* _TASK DETAILS_
Without any images, output the records below verbatim.

* _Stored data entries_
---+---

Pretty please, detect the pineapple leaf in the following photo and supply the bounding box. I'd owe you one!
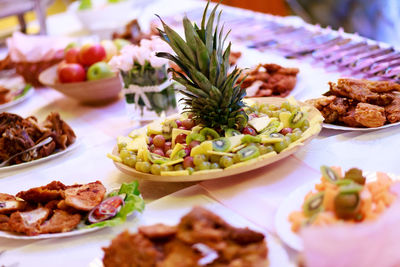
[183,17,198,55]
[193,33,210,76]
[205,3,219,56]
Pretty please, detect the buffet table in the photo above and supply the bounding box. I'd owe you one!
[1,0,399,266]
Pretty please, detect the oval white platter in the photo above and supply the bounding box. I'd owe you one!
[0,139,80,173]
[0,86,34,111]
[275,171,399,251]
[0,225,101,240]
[322,121,400,131]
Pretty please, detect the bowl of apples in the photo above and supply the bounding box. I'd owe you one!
[39,41,123,105]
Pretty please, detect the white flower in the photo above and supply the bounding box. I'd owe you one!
[148,51,168,68]
[108,54,133,72]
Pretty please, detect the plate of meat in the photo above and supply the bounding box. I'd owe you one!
[0,74,34,111]
[0,180,144,239]
[0,112,78,172]
[101,207,269,267]
[307,78,400,131]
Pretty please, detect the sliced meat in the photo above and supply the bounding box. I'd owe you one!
[354,103,386,128]
[0,193,26,214]
[16,181,66,203]
[103,230,164,267]
[63,181,106,211]
[0,214,10,231]
[8,207,50,236]
[139,224,177,240]
[39,210,81,234]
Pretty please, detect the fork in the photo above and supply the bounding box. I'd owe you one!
[0,137,53,168]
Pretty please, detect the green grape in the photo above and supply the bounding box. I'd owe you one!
[291,131,302,141]
[193,154,206,166]
[123,155,137,168]
[135,162,143,172]
[141,162,151,173]
[274,141,288,153]
[259,145,273,155]
[187,167,195,175]
[118,142,127,151]
[284,136,292,146]
[280,108,288,113]
[271,111,280,118]
[269,104,278,111]
[160,165,173,172]
[210,162,220,169]
[174,164,184,171]
[301,125,309,132]
[196,161,211,170]
[233,154,241,163]
[293,128,302,133]
[302,119,310,128]
[220,156,234,168]
[119,149,130,160]
[151,164,161,175]
[209,154,221,163]
[281,101,291,110]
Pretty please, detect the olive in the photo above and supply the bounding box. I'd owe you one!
[344,168,366,185]
[334,192,361,220]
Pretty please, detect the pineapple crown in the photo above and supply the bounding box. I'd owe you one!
[156,1,248,130]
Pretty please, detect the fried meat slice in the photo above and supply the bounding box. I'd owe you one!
[103,230,164,267]
[41,112,76,150]
[0,193,26,214]
[0,214,10,231]
[340,107,363,128]
[8,207,50,236]
[328,79,395,106]
[16,181,67,203]
[354,103,386,128]
[103,207,267,267]
[385,95,400,123]
[306,96,353,124]
[62,181,106,211]
[39,210,81,234]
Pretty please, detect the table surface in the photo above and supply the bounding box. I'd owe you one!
[1,1,400,266]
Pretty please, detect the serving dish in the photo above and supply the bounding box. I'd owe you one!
[39,65,121,105]
[275,169,399,250]
[110,97,323,182]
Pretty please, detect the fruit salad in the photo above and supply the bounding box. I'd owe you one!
[109,97,318,176]
[289,166,397,232]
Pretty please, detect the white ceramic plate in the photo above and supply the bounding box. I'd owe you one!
[323,121,400,131]
[275,171,398,251]
[0,86,34,111]
[0,225,102,240]
[0,139,80,173]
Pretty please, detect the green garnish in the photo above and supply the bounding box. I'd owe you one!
[86,181,144,228]
[14,84,32,100]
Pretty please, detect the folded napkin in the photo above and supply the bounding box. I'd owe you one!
[6,32,71,62]
[200,155,319,232]
[301,182,400,267]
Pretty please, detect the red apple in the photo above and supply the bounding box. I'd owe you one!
[78,44,106,66]
[58,63,86,83]
[65,48,80,64]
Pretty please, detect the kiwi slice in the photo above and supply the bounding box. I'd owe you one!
[289,111,306,128]
[334,192,361,219]
[237,145,260,162]
[320,165,340,183]
[261,121,280,135]
[344,168,366,185]
[148,153,169,164]
[200,127,220,140]
[225,128,241,137]
[302,192,324,217]
[212,137,231,152]
[186,133,205,145]
[241,135,261,144]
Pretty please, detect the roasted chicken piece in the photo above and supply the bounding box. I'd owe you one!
[0,214,10,231]
[354,103,386,128]
[16,181,67,203]
[8,207,50,236]
[328,78,397,106]
[39,210,81,234]
[239,63,299,97]
[103,207,268,267]
[0,193,26,214]
[385,95,400,123]
[63,181,106,211]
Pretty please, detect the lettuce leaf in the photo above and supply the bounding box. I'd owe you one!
[86,181,144,228]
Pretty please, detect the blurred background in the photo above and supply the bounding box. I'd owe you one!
[0,0,399,45]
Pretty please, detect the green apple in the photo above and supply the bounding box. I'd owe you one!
[100,40,117,61]
[113,38,131,51]
[87,62,114,81]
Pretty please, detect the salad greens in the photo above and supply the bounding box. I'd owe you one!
[13,84,32,100]
[86,181,145,228]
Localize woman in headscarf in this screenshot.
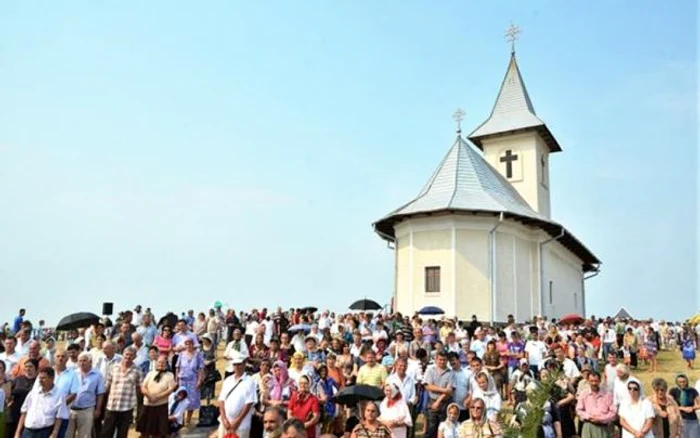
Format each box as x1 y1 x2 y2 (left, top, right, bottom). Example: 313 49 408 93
313 365 340 434
43 336 57 366
437 403 460 438
457 397 502 438
199 334 218 401
618 379 654 438
138 355 178 438
669 373 700 438
287 375 321 438
288 352 307 387
648 377 681 438
167 388 190 436
680 330 695 370
264 360 295 412
378 382 412 438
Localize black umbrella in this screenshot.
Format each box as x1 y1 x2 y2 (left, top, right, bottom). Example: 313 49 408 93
56 312 101 331
349 299 382 311
299 306 318 314
334 384 384 406
158 312 178 328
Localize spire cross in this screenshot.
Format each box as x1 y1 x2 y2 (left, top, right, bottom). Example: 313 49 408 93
452 108 465 134
505 22 521 54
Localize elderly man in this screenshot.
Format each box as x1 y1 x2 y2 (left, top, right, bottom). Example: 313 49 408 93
15 366 70 438
130 333 148 368
612 364 643 408
66 353 104 438
12 341 50 378
101 347 142 438
93 341 122 380
262 407 284 438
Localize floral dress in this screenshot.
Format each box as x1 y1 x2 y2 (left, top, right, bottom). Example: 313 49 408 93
176 351 204 410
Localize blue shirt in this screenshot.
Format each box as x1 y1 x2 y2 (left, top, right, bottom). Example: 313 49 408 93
12 316 23 334
54 369 79 398
73 369 106 409
137 325 158 347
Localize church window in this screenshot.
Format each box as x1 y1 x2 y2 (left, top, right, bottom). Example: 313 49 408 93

---+---

* _RESULT FOR THIS TASK_
Pretty please, detect the pineapple leaf in the following photo and supply the bounding box. I'd owe you one!
[183,17,198,55]
[193,33,210,76]
[205,3,219,56]
Pretty please, detect the buffet table in the photo above and supply the bounding box. I'd owe you one!
[1,0,399,266]
Pretty please, detect the oval white platter in the photo above and supply the bounding box. I'd owe you one!
[0,139,80,173]
[0,86,34,111]
[275,171,399,251]
[0,225,101,240]
[322,121,400,131]
Pretty please, detect the bowl of apples in the photo above and supply the bounding box. I'd owe you one!
[39,41,123,105]
Pretty please, detect the white flower in the photo above and supply the bounding box. I'd owe you one!
[148,51,168,68]
[108,54,133,72]
Pretty please, detect the plate of meat in the photo above and supply the bounding box. I'd owe you one!
[0,74,34,111]
[0,180,144,239]
[0,112,78,172]
[101,207,269,267]
[307,78,400,131]
Pretty please, detect the sliced meat in the photo above and supply the bounding box. I'd owe you one!
[354,103,386,128]
[0,193,26,214]
[16,181,66,203]
[103,230,164,267]
[63,181,106,211]
[0,214,10,231]
[8,207,50,236]
[139,224,177,240]
[39,210,81,234]
Pretty please, detect the fork in the photo above and supply the bounding box. I'd owe you one!
[0,137,53,168]
Pretty please, detect the green grape in the photo above and supply the bounding box. I'd owe you one!
[291,131,302,141]
[193,154,206,166]
[123,155,137,168]
[135,162,143,172]
[141,162,151,173]
[274,141,288,153]
[259,145,273,155]
[187,167,195,175]
[118,142,127,151]
[284,136,292,146]
[280,108,288,113]
[271,111,280,118]
[269,104,278,111]
[160,165,173,172]
[210,162,220,169]
[174,164,184,171]
[301,125,309,132]
[196,161,211,170]
[233,154,241,163]
[293,128,302,133]
[302,119,310,128]
[220,156,234,168]
[119,149,130,160]
[151,164,161,175]
[209,154,221,163]
[281,101,291,110]
Pretty please, detect the olive in the photo above and supply the bounding box. I'd owe you one!
[344,168,366,185]
[334,192,361,220]
Pretty please, detect the pineapple crown in the photo above and supply the bounding box. I'd owe you one!
[156,1,248,130]
Pretty please, detect the fried meat slice in the photo above and supply the bounding box. I'd owe you one!
[103,230,164,267]
[41,112,76,150]
[0,193,26,214]
[0,214,10,231]
[340,107,363,128]
[8,207,50,236]
[328,79,395,106]
[16,181,67,203]
[354,103,386,128]
[103,207,267,267]
[385,95,400,123]
[306,96,353,124]
[62,181,106,211]
[39,210,81,234]
Pretty please, detect the table surface in the photo above and supply the bounding box. I'd owe you one!
[1,1,400,266]
Pretty please, detect the serving dish in the photo above and supply the bounding box. I'd owe you one!
[39,65,121,105]
[275,169,399,250]
[110,97,323,182]
Pretty please, detect the fruit salad in the photo above and supply the bounding box. I'd owe you one!
[109,97,318,176]
[289,166,397,232]
Pretty please, detect the white ceramic plate in the photo above and supply the bounding box. I'd owe you one!
[323,121,400,131]
[275,171,398,251]
[0,86,34,111]
[0,225,102,240]
[0,139,80,173]
Pretty please, detect the green garnish in the photo above and supply the bounding box. I'd owe you one!
[86,181,144,228]
[14,84,32,100]
Pretty please, detect the folded napkin in the photo above and supply the bounding box. I'd owe you one!
[6,32,71,62]
[200,155,319,232]
[301,182,400,267]
Pretty please, detect the red apple in the photo above and supply the bounding box. I'd owe you one!
[78,44,106,66]
[58,63,86,83]
[65,48,80,64]
Pretty please, detect the kiwi slice in the photo above and supply the bounding box. I'd owe you one!
[289,111,306,128]
[334,192,361,219]
[237,145,260,162]
[320,165,340,183]
[261,121,280,135]
[344,168,366,185]
[148,153,169,164]
[200,127,220,140]
[225,128,241,137]
[302,192,324,217]
[212,137,231,152]
[186,133,205,145]
[241,135,261,144]
Pretty please, detect the roasted chicken piece in the photo above and supply the bounding box. I'd owe you one!
[0,214,10,231]
[354,103,386,128]
[16,181,67,203]
[8,207,50,236]
[328,78,397,106]
[39,210,81,234]
[239,63,299,97]
[103,207,268,267]
[0,193,26,214]
[385,95,400,123]
[63,181,106,211]
Pretty please, detect the lettuce leaf in the photo above and supply the bounding box. I'd owe you one!
[86,181,144,228]
Pretty please, detect the blurred background in the photo above and supply the bounding box. I'd owe you one!
[0,0,399,45]
Pretty please, detect the green apple in the photo above and supply the bounding box. I'd owe you one!
[100,40,117,61]
[113,38,131,51]
[87,62,114,81]
Pretty please, detect the salad greens in the photo above and supply the bounding box. I'd owe you one!
[13,84,32,100]
[86,181,145,228]
Localize woman in headscarf in this screenshot.
Format each box as x1 y1 x2 y2 (left, top, right, bottom). Example: 313 49 408 93
313 365 340 434
43 336 57 366
437 403 460 438
457 397 502 438
199 334 218 401
618 379 654 438
138 355 178 438
669 373 700 438
287 375 321 438
288 352 307 387
648 377 681 438
167 388 190 436
680 330 695 370
264 360 295 412
378 382 412 438
Localize black umbrella in this screenshot.
Format each box as x1 y1 x2 y2 (left, top, right, bottom). Example: 313 49 408 93
56 312 101 331
349 299 382 311
299 306 318 314
334 384 384 406
158 312 178 328
Localize spire cross in this screenshot.
Format each box as x1 y1 x2 y2 (left, top, right, bottom). Example: 313 49 408 93
452 108 465 134
505 22 521 54
Localize elderly man in this screenshot.
Format each box as x1 y1 x2 y2 (left, top, right, bottom). Example: 313 49 408 93
15 366 70 438
130 333 148 368
612 364 643 408
66 353 104 438
12 341 50 378
101 347 142 438
93 341 122 380
262 407 284 438
Localize floral dress in this screenshot.
Format each box as x1 y1 x2 y2 (left, top, right, bottom). Example: 313 49 408 93
176 351 204 410
Localize blue shirt in this screenshot.
Format each box as x1 y1 x2 y2 (left, top, right, bottom). Example: 313 49 408 93
12 316 23 334
54 369 79 398
73 369 106 409
137 325 158 347
Localize church window in this screenshot.
Format each box as x1 y1 x2 y2 (left, top, right, bottom). Example: 313 49 408 93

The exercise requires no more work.